Update the data below by replacing "photograph" with "image" wherever it occurs, keeping everything else unchanged. Omit the pictures from your answer.

Entries from a dataset:
################

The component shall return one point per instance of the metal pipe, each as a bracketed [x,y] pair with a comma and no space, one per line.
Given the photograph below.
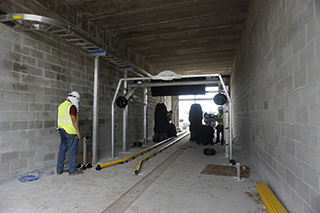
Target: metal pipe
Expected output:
[125,113]
[84,151]
[238,170]
[145,113]
[95,110]
[230,116]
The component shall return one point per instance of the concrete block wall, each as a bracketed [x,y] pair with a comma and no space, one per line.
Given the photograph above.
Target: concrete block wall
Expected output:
[36,74]
[275,87]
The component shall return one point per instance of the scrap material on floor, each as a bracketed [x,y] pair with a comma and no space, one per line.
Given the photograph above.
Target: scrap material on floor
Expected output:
[169,182]
[226,170]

################

> _Task output_
The component shall return one point per instance of the metal pipe, each as a bracketed [x,y] pair with a comma and no space, one per line.
Given the image below.
Target: metal pipe
Expected output:
[125,113]
[84,151]
[238,170]
[145,113]
[95,110]
[230,116]
The component shall return one point per instance of the concrete block wall, each as a bracketed [x,y] pair with a comma and no space, one per line.
Given the image above.
Target: concrete block wall
Expected output:
[36,74]
[275,87]
The component shall return one point per instance of the scrap material on floor, each as a bracketed [x,y] pair with a comma and no space, one per line.
Given the image above.
Target: scrap material on floor
Expected output:
[169,182]
[226,170]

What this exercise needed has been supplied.